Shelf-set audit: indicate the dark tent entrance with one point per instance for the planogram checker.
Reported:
---
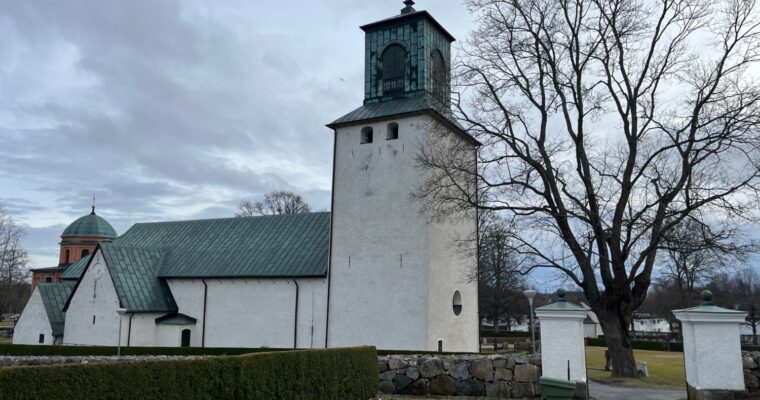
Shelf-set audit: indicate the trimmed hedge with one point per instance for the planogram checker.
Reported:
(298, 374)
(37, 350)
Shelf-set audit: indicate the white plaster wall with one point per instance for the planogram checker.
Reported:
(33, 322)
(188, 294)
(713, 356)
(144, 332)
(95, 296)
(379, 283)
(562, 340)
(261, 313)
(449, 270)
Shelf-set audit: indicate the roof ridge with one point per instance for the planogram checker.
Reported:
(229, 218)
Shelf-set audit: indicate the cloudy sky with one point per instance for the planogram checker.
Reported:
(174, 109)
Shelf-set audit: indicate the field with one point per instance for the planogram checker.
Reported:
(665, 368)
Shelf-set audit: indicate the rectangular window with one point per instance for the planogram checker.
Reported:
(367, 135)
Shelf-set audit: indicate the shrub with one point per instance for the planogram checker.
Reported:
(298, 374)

Written problem ▸ Count the lines in the data above that contain the word "planogram", treating uppercase and lowercase as different. Reply with the number only.

Final result ▸ 8